→ PROMPT 1
Answer the following questions about the kernel patch:
(a) Until what point will anti-fragmentation remain broken after this change is applied?
(b) How many files does the summary report as changed?
(c) What message does the removed printk call in e820.c print?
→ PROMPT 2
Write a continuation of the kernel patch, beginning immediately after its final line.

→ EXTRACT
#####
In preparation for their replacement with corresponding pageblock flags
remove the page->flags manipulation.

After this patch, anti-fragmentation is broken until the next patch in the
set is applied.

Signed-off-by: Mel Gorman <mel@csn.ul.ie>
---

 arch/x86_64/kernel/e820.c  |    8 -------
 include/linux/page-flags.h |   45 +---------------------------------------
 init/Kconfig               |    1 
 mm/page_alloc.c            |   10 --------
 4 files changed, 2 insertions(+), 62 deletions(-)

diff -rup -X /usr/src/patchset-0.6/bin//dontdiff linux-2.6.19-rc4-mm1-101_pageblock_bits/arch/x86_64/kernel/e820.c linux-2.6.19-rc4-mm1-102_remove_antifrag_pageflags/arch/x86_64/kernel/e820.c
--- linux-2.6.19-rc4-mm1-101_pageblock_bits/arch/x86_64/kernel/e820.c	2006-10-31 13:52:17.000000000 +0000
+++ linux-2.6.19-rc4-mm1-102_remove_antifrag_pageflags/arch/x86_64/kernel/e820.c	2006-10-31 17:44:48.000000000 +0000
@@ -217,13 +217,6 @@ void __init e820_reserve_resources(void)
 	}
 }
 
-#ifdef CONFIG_PAGEALLOC_ANTIFRAG
-static void __init
-e820_mark_nosave_range(unsigned long start, unsigned long end)
-{
-	printk("Nosave not set when anti-frag is enabled");
-}
-#else
 /* Mark pages corresponding to given address range as nosave */
 static void __init
 e820_mark_nosave_range(unsigned long start, unsigned long end)
#####
→ Stored dataset items

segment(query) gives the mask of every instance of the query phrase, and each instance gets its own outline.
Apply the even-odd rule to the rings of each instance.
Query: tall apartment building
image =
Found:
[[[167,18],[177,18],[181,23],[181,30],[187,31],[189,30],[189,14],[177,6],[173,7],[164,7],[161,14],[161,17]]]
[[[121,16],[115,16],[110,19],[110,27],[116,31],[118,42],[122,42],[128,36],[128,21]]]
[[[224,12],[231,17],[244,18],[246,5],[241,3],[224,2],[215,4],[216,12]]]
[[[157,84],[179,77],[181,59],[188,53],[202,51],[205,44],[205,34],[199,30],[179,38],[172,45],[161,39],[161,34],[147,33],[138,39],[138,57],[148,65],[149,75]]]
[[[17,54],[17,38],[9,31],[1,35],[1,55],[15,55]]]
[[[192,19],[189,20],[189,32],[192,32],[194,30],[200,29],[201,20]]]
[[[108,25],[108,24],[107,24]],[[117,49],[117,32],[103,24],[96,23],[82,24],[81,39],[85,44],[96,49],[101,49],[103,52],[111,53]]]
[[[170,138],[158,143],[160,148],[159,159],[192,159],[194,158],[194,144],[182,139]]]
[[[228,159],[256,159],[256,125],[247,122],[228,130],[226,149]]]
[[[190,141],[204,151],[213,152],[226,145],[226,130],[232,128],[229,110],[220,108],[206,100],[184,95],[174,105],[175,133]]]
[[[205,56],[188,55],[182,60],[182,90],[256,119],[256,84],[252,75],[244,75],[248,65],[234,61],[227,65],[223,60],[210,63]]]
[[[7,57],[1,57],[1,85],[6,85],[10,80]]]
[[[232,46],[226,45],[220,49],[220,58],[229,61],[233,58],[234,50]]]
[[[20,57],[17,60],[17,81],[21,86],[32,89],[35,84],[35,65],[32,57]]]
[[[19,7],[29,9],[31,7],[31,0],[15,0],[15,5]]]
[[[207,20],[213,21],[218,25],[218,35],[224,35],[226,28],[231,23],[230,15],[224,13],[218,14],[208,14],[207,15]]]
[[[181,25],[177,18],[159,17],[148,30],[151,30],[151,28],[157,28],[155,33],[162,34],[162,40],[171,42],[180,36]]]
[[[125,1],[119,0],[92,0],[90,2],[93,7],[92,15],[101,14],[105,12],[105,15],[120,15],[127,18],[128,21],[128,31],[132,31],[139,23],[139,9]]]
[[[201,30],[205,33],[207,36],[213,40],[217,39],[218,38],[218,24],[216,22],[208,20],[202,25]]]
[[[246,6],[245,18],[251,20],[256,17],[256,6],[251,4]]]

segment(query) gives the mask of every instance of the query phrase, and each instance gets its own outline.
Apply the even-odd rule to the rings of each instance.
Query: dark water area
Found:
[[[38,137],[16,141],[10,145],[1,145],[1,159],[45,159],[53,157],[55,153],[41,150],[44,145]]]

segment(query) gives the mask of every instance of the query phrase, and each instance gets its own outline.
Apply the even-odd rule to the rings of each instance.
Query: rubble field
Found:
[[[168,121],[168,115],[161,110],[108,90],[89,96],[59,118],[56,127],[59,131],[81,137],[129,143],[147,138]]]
#####
→ WRITTEN ANSWER 1
(a) Until the next patch in the set is applied.
(b) 4 files.
(c) "Nosave not set when anti-frag is enabled"

→ WRITTEN ANSWER 2
@@ -239,7 +232,6 @@ e820_mark_nosave_range(unsigned long sta
 		if (pfn_valid(pfn))
 			SetPageNosave(pfn_to_page(pfn));
 }
-#endif
 
 /*
  * Find the ranges of physical addresses that do not correspond to
diff -rup -X /usr/src/patchset-0.6/bin//dontdiff linux-2.6.19-rc4-mm1-101_pageblock_bits/include/linux/page-flags.h linux-2.6.19-rc4-mm1-102_remove_antifrag_pageflags/include/linux/page-flags.h
--- linux-2.6.19-rc4-mm1-101_pageblock_bits/include/linux/page-flags.h	2006-10-31 13:52:17.000000000 +0000
+++ linux-2.6.19-rc4-mm1-102_remove_antifrag_pageflags/include/linux/page-flags.h	2006-10-31 17:44:48.000000000 +0000
@@ -82,29 +82,17 @@
 #define PG_private		11	/* If pagecache, has fs-private data */
 
 #define PG_writeback		12	/* Page is under writeback */
+#define PG_nosave		13	/* Used for system suspend/resume */
 #define PG_compound		14	/* Part of a compound page */
 #define PG_swapcache		15	/* Swap page: swp_entry_t in private */
 
 #define PG_mappedtodisk		16	/* Has blocks allocated on-disk */
 #define PG_reclaim		17	/* To be reclaimed asap */
+#define PG_nosave_free		18	/* Free, should not be written */
 #define PG_buddy		19	/* Page is free, on buddy lists */
 
 #define PG_readahead		20	/* Reminder to do readahead */
 
-/*
- * As anti-fragmentation requires two flags, it was best to reuse the suspend
- * flags and make anti-fragmentation depend on !SOFTWARE_SUSPEND. This works
- * on the assumption that machines being suspended do not really care about
- * large contiguous allocations.
- */
-#ifndef CONFIG_PAGEALLOC_ANTIFRAG
-#define PG_nosave		13	/* Used for system suspend/resume */
-#define PG_nosave_free		18	/* Free, should not be written */
-#else
-#define PG_kernrclm		13	/* Page is a kernel reclaim page */
-#define PG_easyrclm		18	/* Page is an easy reclaim page */
-#endif
-
 #if (BITS_PER_LONG > 32)
 /*
  * 64-bit-only flags build down from bit 31
@@ -221,7 +209,6 @@ static inline void SetPageUptodate(struc
 		ret;							\
 	})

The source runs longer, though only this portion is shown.